Can you lay out, as a numbered list, the entries from their very start through the line containing "top-left (400, 209), bottom-right (420, 261)", with both ends included? Leave out blank lines and pictures.

▶ _Entries_
****
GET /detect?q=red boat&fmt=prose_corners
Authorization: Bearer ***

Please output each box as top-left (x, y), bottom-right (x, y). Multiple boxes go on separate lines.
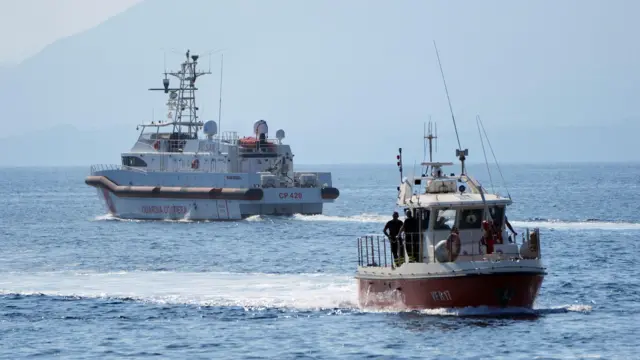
top-left (356, 43), bottom-right (546, 309)
top-left (356, 155), bottom-right (546, 309)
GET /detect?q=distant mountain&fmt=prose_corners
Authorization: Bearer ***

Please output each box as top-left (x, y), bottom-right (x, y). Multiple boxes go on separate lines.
top-left (0, 125), bottom-right (137, 166)
top-left (0, 0), bottom-right (640, 164)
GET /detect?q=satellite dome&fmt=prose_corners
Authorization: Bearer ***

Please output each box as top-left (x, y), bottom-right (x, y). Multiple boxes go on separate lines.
top-left (253, 120), bottom-right (269, 137)
top-left (202, 120), bottom-right (218, 136)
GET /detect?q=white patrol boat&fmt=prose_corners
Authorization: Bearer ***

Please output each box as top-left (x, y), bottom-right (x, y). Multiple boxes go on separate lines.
top-left (85, 51), bottom-right (339, 220)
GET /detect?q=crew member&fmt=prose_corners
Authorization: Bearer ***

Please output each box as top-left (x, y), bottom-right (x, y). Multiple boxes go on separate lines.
top-left (480, 220), bottom-right (495, 254)
top-left (504, 215), bottom-right (518, 242)
top-left (382, 211), bottom-right (402, 265)
top-left (400, 209), bottom-right (420, 261)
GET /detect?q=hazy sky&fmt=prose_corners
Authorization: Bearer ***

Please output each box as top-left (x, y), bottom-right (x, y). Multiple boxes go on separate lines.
top-left (0, 0), bottom-right (640, 165)
top-left (0, 0), bottom-right (141, 65)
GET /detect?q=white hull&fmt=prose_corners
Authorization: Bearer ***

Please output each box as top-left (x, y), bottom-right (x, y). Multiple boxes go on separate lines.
top-left (98, 189), bottom-right (323, 220)
top-left (87, 170), bottom-right (337, 220)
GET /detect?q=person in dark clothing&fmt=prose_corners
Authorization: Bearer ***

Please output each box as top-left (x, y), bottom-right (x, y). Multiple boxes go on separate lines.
top-left (382, 211), bottom-right (402, 265)
top-left (400, 210), bottom-right (420, 261)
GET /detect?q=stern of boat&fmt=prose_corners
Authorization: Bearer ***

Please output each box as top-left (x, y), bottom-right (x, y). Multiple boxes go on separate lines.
top-left (355, 229), bottom-right (546, 309)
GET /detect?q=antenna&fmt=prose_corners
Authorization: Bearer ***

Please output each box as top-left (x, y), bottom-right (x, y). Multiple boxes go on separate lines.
top-left (433, 123), bottom-right (438, 152)
top-left (218, 54), bottom-right (224, 136)
top-left (424, 121), bottom-right (438, 162)
top-left (433, 40), bottom-right (469, 175)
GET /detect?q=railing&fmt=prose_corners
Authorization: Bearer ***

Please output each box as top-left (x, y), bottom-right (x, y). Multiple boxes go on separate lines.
top-left (358, 235), bottom-right (393, 267)
top-left (357, 228), bottom-right (541, 268)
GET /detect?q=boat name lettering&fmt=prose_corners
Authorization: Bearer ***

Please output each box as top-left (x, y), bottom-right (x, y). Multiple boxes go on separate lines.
top-left (280, 193), bottom-right (302, 200)
top-left (142, 205), bottom-right (187, 214)
top-left (198, 144), bottom-right (216, 152)
top-left (431, 290), bottom-right (452, 301)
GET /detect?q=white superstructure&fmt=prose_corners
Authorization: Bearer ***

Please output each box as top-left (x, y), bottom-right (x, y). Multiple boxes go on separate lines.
top-left (85, 51), bottom-right (339, 220)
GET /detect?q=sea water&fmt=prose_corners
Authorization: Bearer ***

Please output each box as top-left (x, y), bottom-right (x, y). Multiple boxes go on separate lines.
top-left (0, 164), bottom-right (640, 359)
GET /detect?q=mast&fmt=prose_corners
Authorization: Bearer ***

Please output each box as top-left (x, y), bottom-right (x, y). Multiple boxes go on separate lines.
top-left (424, 121), bottom-right (438, 162)
top-left (149, 50), bottom-right (211, 139)
top-left (433, 40), bottom-right (469, 175)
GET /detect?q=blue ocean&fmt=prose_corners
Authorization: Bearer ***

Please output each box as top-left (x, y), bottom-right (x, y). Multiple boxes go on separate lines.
top-left (0, 163), bottom-right (640, 359)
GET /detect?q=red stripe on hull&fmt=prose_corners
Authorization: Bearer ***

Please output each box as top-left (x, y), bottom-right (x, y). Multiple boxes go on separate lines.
top-left (358, 273), bottom-right (544, 309)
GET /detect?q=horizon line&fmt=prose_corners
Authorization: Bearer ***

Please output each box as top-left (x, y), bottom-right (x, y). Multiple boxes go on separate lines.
top-left (0, 160), bottom-right (640, 169)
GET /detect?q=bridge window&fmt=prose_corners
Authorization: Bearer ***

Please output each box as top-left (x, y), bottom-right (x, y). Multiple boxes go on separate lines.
top-left (433, 209), bottom-right (456, 230)
top-left (122, 156), bottom-right (147, 167)
top-left (489, 206), bottom-right (504, 227)
top-left (458, 209), bottom-right (484, 230)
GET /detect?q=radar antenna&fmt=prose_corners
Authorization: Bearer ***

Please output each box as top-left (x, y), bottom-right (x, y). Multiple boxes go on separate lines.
top-left (149, 50), bottom-right (211, 139)
top-left (433, 40), bottom-right (469, 175)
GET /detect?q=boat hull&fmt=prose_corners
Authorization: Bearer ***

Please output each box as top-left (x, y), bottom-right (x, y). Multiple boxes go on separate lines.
top-left (90, 179), bottom-right (337, 221)
top-left (358, 272), bottom-right (544, 309)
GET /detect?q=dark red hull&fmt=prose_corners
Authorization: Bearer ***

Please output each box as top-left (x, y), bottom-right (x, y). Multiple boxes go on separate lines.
top-left (358, 273), bottom-right (544, 309)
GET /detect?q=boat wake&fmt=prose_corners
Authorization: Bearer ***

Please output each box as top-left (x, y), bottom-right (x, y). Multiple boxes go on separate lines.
top-left (0, 271), bottom-right (592, 317)
top-left (93, 213), bottom-right (640, 231)
top-left (293, 214), bottom-right (640, 231)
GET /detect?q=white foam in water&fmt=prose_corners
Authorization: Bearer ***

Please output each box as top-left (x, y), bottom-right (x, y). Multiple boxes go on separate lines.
top-left (0, 271), bottom-right (591, 316)
top-left (0, 272), bottom-right (357, 309)
top-left (94, 213), bottom-right (640, 231)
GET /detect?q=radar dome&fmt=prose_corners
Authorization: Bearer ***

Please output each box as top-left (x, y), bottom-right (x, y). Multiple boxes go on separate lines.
top-left (253, 120), bottom-right (269, 137)
top-left (202, 120), bottom-right (218, 136)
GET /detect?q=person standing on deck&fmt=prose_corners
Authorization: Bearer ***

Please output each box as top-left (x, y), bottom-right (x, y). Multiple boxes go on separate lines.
top-left (382, 211), bottom-right (402, 266)
top-left (400, 210), bottom-right (420, 261)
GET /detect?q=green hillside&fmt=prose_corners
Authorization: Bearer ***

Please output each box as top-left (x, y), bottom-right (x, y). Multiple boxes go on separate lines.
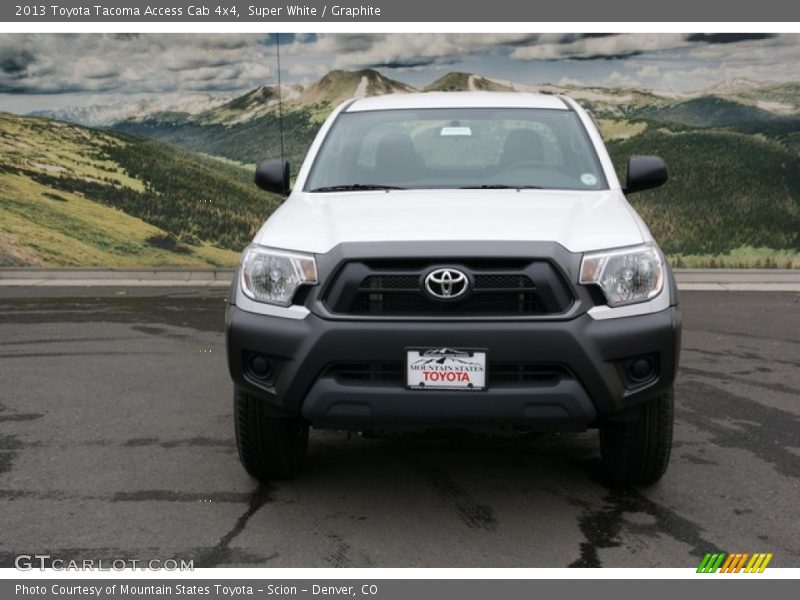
top-left (114, 109), bottom-right (320, 173)
top-left (628, 96), bottom-right (780, 127)
top-left (53, 70), bottom-right (800, 266)
top-left (0, 113), bottom-right (277, 267)
top-left (608, 126), bottom-right (800, 254)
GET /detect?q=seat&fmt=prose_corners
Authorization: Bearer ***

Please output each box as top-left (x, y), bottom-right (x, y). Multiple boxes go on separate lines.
top-left (499, 129), bottom-right (545, 167)
top-left (375, 131), bottom-right (422, 186)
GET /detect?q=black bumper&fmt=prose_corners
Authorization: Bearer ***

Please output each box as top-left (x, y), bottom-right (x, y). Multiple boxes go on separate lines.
top-left (227, 305), bottom-right (680, 430)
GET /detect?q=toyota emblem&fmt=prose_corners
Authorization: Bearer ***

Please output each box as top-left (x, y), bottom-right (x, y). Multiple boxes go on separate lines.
top-left (424, 269), bottom-right (469, 300)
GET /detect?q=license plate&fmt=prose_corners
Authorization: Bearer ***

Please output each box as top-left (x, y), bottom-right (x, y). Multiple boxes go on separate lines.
top-left (406, 348), bottom-right (486, 391)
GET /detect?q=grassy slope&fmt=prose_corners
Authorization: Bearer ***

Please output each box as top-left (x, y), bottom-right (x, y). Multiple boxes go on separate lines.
top-left (0, 113), bottom-right (275, 267)
top-left (609, 126), bottom-right (800, 254)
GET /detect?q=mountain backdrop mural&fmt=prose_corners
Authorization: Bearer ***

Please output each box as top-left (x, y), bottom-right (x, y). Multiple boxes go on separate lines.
top-left (0, 36), bottom-right (800, 268)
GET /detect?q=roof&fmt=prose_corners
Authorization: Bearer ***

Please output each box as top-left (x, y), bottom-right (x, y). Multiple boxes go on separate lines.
top-left (346, 92), bottom-right (569, 112)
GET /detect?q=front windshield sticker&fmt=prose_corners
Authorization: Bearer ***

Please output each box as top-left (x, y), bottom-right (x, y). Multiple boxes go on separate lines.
top-left (440, 125), bottom-right (472, 136)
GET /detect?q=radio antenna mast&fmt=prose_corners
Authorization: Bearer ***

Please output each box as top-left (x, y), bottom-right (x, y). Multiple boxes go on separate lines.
top-left (275, 33), bottom-right (286, 160)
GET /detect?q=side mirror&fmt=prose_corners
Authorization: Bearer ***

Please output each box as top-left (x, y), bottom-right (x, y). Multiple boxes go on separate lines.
top-left (255, 160), bottom-right (290, 196)
top-left (623, 156), bottom-right (669, 194)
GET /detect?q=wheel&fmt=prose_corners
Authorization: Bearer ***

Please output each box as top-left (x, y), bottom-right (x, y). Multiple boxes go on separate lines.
top-left (233, 390), bottom-right (308, 481)
top-left (600, 387), bottom-right (675, 485)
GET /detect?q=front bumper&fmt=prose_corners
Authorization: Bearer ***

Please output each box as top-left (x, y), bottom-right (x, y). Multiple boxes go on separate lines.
top-left (226, 305), bottom-right (680, 431)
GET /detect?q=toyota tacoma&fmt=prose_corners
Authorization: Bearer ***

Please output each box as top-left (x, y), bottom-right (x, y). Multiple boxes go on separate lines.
top-left (226, 92), bottom-right (680, 484)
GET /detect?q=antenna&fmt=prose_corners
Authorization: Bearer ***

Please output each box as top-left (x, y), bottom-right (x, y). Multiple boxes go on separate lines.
top-left (275, 33), bottom-right (286, 160)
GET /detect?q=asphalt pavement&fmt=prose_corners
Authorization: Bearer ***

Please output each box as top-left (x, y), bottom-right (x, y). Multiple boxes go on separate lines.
top-left (0, 286), bottom-right (800, 567)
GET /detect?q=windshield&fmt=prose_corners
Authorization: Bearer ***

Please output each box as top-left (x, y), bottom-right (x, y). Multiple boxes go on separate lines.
top-left (305, 108), bottom-right (607, 192)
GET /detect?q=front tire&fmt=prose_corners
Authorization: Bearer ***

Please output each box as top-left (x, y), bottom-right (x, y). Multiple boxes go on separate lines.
top-left (600, 387), bottom-right (675, 485)
top-left (233, 389), bottom-right (308, 481)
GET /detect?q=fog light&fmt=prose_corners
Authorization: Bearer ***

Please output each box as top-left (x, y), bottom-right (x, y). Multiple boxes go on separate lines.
top-left (250, 354), bottom-right (273, 379)
top-left (628, 358), bottom-right (653, 382)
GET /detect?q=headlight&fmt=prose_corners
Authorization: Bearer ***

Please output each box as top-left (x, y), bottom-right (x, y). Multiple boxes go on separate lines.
top-left (242, 244), bottom-right (317, 306)
top-left (581, 244), bottom-right (665, 306)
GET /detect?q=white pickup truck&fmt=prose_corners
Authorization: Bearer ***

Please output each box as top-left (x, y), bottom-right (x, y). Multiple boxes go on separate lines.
top-left (227, 92), bottom-right (680, 484)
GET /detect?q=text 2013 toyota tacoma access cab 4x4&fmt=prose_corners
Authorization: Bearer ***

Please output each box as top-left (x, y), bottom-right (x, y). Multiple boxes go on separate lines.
top-left (227, 92), bottom-right (680, 484)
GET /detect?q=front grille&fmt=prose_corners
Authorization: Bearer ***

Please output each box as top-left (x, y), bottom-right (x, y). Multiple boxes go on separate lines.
top-left (352, 292), bottom-right (539, 316)
top-left (323, 361), bottom-right (571, 386)
top-left (325, 259), bottom-right (572, 317)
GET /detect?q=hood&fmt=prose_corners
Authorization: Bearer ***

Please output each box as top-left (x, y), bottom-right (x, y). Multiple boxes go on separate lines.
top-left (254, 190), bottom-right (650, 254)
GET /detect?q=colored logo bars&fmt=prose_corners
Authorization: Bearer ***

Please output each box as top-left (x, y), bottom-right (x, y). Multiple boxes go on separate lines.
top-left (697, 552), bottom-right (772, 573)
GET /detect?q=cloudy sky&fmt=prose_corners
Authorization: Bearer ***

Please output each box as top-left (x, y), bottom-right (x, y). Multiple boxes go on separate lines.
top-left (0, 33), bottom-right (800, 112)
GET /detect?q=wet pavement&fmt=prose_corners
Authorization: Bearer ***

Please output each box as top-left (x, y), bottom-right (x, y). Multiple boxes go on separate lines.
top-left (0, 288), bottom-right (800, 567)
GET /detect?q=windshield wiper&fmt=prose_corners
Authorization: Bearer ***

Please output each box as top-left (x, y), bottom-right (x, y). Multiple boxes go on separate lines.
top-left (311, 183), bottom-right (406, 193)
top-left (459, 183), bottom-right (543, 190)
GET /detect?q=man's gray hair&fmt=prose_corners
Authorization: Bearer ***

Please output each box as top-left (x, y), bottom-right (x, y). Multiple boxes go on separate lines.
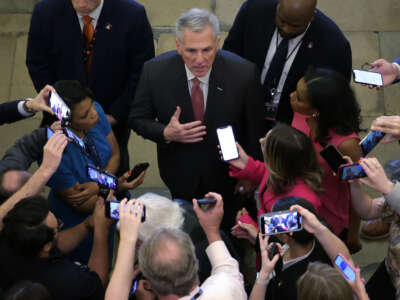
****
▶ _Correct result_
1. GET /detect?q=red boat&fmt=prose_corners
2. Authorization: Bearer ***
3. Please output each box as top-left (x, y), bottom-right (x, y). Multiple boxes go on separate lines.
4. top-left (356, 43), bottom-right (546, 309)
5. top-left (356, 155), bottom-right (546, 309)
6. GET /detect?q=distant mountain&fmt=prose_corners
7. Authorization: Bearer ***
8. Please output each box as top-left (x, y), bottom-right (x, y). Multiple boxes go on separate lines.
9. top-left (0, 125), bottom-right (137, 166)
10. top-left (0, 0), bottom-right (640, 164)
11. GET /detect?q=satellite dome&fmt=prose_corners
12. Authorization: Bearer ***
13. Please output each box as top-left (x, y), bottom-right (x, y). Multiple boxes go on separate lines.
14. top-left (253, 120), bottom-right (269, 137)
15. top-left (202, 120), bottom-right (218, 136)
16. GET /detect?q=white patrol boat&fmt=prose_corners
17. Authorization: Bearer ***
18. Please output each box as top-left (x, y), bottom-right (x, y). Multiple boxes go on separate lines.
19. top-left (85, 51), bottom-right (339, 220)
20. GET /detect?q=crew member&fmt=prose_corners
21. Authorization: Bearer ***
22. Please output each box as top-left (x, y), bottom-right (x, y). Multiple boxes go on separate lines.
23. top-left (480, 220), bottom-right (495, 254)
24. top-left (504, 215), bottom-right (518, 242)
25. top-left (382, 211), bottom-right (402, 265)
26. top-left (400, 209), bottom-right (420, 261)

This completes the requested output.